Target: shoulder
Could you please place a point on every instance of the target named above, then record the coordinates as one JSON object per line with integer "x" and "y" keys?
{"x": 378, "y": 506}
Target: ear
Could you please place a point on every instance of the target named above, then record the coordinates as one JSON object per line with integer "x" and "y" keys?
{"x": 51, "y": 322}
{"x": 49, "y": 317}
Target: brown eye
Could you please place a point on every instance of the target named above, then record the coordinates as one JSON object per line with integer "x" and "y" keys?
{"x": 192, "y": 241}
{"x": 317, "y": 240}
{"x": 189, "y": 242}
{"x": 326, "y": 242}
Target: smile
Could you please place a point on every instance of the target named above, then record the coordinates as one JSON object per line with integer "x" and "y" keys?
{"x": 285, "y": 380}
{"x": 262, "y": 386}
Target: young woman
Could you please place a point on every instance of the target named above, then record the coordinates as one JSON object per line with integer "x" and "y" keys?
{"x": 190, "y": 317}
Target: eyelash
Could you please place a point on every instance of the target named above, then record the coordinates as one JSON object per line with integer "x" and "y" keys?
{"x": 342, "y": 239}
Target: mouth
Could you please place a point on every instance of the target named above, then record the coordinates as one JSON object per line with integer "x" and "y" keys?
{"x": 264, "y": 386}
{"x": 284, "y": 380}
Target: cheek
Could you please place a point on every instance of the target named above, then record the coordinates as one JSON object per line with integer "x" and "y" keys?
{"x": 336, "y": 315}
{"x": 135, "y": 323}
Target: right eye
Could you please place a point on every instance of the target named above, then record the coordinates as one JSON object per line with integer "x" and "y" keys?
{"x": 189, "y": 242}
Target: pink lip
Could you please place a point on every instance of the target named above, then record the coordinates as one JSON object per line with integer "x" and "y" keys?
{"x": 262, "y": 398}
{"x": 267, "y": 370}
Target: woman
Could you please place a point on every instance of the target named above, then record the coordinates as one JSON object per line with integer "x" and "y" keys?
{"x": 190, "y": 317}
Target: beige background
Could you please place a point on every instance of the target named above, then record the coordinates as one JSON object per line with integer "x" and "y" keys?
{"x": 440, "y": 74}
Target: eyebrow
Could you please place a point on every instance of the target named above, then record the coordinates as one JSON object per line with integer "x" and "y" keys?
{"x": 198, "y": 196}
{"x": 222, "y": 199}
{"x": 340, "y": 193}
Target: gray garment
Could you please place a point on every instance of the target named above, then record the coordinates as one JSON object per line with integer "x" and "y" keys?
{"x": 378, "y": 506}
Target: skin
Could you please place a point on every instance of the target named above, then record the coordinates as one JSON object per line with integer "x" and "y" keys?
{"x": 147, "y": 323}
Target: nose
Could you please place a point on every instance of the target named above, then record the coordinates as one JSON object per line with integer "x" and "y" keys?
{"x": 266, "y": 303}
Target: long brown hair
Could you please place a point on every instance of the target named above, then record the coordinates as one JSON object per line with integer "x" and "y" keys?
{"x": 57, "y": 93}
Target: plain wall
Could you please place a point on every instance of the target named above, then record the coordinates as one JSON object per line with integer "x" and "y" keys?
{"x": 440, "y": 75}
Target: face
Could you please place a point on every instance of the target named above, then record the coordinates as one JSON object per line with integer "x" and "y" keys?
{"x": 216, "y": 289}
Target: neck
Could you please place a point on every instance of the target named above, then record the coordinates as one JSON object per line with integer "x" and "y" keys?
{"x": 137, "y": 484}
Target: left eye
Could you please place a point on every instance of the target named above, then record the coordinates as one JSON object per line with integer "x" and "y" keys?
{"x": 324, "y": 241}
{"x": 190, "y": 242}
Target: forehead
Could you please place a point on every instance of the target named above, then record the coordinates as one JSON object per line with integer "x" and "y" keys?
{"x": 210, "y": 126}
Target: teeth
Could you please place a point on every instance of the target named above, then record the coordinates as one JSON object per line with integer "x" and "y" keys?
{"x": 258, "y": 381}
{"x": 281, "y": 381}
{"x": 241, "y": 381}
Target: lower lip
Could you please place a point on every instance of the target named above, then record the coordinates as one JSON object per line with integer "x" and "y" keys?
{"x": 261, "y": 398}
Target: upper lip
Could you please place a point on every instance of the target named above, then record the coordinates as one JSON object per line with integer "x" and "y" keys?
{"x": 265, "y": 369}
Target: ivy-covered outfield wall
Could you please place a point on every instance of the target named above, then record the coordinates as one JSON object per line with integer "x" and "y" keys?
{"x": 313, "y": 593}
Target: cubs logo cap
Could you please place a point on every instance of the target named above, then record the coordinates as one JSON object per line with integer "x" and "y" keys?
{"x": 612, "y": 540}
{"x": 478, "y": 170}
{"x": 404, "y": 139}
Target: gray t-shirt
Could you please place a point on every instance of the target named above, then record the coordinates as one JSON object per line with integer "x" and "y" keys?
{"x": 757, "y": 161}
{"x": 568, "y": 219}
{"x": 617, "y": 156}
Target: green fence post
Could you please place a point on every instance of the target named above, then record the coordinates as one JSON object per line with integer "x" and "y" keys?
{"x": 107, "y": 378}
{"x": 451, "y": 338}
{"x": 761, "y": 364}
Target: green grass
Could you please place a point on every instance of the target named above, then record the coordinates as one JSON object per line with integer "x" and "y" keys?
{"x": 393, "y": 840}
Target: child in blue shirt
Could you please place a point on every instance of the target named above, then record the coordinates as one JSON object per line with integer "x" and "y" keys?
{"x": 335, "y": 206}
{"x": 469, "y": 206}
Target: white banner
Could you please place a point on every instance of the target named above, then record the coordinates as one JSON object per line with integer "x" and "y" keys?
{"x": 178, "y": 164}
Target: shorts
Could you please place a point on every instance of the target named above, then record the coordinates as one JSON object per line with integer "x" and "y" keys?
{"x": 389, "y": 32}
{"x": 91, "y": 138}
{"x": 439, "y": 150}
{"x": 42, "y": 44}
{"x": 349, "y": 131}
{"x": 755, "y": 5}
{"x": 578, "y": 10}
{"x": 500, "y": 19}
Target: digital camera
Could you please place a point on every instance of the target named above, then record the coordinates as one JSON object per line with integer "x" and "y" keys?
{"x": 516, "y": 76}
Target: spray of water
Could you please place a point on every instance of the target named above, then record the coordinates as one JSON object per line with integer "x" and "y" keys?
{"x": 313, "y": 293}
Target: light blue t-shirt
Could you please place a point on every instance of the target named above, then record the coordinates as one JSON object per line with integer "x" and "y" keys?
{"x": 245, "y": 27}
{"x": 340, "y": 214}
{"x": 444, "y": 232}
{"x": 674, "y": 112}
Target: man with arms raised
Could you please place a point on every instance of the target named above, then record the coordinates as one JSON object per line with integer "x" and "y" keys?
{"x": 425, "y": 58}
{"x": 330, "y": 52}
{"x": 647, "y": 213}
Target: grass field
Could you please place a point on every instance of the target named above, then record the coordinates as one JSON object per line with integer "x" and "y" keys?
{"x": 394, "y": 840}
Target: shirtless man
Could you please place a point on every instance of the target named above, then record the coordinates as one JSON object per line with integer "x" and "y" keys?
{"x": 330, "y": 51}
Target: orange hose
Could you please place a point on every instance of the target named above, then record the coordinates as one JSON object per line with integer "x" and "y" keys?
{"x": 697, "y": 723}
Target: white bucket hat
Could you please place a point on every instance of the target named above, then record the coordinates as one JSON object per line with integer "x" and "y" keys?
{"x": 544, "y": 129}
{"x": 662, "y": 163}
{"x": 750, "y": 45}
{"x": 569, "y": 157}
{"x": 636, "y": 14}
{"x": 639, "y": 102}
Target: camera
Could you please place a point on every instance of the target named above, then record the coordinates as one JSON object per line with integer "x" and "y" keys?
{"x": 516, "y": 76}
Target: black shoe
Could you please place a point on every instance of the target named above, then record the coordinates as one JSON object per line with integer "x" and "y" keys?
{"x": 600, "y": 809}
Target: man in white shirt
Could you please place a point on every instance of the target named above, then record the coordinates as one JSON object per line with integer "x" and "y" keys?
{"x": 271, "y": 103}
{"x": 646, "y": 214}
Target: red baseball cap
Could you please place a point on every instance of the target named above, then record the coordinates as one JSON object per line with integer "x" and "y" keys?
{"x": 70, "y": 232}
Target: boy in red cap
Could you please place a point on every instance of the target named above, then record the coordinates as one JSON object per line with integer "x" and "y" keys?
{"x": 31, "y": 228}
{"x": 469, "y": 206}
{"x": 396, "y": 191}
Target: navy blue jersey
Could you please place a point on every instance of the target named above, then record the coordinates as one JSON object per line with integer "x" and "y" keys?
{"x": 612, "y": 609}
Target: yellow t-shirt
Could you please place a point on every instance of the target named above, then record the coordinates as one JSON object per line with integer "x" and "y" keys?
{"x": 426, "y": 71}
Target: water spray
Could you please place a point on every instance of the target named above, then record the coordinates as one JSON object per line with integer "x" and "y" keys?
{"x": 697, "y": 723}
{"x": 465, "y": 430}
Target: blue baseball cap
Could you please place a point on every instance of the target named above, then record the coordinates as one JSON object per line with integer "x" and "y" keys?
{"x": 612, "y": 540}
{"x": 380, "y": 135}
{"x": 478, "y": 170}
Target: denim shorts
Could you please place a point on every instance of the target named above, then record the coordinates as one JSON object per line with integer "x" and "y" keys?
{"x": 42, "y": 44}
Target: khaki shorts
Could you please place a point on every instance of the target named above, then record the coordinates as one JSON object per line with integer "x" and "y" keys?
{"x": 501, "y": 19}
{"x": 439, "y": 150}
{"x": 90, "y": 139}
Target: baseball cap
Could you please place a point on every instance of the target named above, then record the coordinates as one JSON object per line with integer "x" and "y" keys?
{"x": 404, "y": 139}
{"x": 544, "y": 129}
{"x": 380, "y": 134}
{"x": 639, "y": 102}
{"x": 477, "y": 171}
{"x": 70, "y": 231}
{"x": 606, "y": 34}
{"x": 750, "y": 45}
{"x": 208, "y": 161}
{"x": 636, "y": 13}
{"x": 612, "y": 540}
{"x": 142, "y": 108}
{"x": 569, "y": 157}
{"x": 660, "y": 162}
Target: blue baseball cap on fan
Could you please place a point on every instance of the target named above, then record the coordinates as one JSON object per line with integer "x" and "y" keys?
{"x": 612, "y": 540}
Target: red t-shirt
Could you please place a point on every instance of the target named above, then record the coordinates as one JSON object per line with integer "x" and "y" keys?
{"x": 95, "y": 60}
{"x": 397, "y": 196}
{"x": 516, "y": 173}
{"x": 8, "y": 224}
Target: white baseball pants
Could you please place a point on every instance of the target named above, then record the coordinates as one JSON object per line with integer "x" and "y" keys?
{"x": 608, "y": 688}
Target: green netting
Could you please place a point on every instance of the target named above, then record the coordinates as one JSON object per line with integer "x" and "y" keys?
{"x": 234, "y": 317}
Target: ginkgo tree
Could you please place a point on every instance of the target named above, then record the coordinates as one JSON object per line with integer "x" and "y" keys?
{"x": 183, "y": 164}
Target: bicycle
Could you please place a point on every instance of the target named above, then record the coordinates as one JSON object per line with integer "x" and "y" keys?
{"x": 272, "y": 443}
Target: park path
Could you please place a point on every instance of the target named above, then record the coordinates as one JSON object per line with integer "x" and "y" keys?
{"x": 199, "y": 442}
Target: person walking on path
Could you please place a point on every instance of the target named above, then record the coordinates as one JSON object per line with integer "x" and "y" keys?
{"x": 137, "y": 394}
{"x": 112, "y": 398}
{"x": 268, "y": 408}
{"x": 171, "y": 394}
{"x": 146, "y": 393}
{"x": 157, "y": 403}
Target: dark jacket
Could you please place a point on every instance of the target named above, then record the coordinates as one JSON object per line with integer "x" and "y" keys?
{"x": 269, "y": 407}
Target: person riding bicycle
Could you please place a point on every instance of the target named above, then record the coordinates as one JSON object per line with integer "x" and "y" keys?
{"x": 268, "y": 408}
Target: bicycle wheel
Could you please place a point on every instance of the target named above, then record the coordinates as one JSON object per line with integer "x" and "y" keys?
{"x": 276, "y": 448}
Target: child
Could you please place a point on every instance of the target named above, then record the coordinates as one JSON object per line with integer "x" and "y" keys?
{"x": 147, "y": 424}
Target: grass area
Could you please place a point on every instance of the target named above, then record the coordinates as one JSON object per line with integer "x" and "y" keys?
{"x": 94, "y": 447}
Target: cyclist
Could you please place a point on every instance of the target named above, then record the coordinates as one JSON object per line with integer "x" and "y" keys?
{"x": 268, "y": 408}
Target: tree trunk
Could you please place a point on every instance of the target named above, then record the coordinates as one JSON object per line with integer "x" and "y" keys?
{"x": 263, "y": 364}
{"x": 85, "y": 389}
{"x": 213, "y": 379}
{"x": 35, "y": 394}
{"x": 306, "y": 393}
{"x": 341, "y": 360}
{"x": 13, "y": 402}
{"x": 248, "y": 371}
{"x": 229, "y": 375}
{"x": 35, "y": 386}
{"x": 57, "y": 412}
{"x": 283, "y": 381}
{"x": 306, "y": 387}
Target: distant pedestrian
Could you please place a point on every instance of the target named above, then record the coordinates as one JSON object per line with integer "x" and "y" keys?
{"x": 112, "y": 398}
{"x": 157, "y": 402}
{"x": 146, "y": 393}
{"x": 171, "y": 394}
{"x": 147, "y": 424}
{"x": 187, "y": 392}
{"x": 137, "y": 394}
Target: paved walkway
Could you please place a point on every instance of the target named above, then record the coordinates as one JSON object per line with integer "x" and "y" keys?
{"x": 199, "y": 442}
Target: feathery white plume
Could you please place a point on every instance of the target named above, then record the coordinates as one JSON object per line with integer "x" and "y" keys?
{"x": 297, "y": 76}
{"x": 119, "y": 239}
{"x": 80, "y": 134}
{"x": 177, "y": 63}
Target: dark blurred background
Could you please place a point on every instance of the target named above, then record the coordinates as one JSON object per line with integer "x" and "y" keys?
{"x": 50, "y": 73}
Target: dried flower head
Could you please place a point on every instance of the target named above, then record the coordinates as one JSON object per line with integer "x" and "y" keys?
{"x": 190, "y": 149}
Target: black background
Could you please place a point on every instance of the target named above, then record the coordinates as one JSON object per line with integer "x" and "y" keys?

══════

* [Exercise instructions]
Can you switch "background" to "backdrop" in the items, starting with the line with "Target: paved walkway" and going on through the end of the items, and give back only those lines with nothing else changed?

* [Final result]
Target: paved walkway
Could you please place a point on every instance of the target named above, then record the coordinates as one JSON object per line with integer "x" and "y" keys?
{"x": 199, "y": 442}
Target: feathery white plume
Could you please place a point on every instance of the target named above, then record the coordinates as one JSON object per line with integer "x" and "y" keys?
{"x": 297, "y": 76}
{"x": 119, "y": 239}
{"x": 80, "y": 134}
{"x": 177, "y": 63}
Target: dark blurred backdrop
Could you please place a point on every instance of the target named above, then record the coordinates as one JSON object per line with integer "x" and "y" keys?
{"x": 50, "y": 73}
Target: dried flower head
Could you please place a point on every instance of the target named above, then record the coordinates as one JSON object per line with integer "x" and "y" keys?
{"x": 190, "y": 149}
Target: black backdrop
Could you please place a point on every instance of the target named above, then record the coordinates as one JSON object per line with integer "x" and "y" keys?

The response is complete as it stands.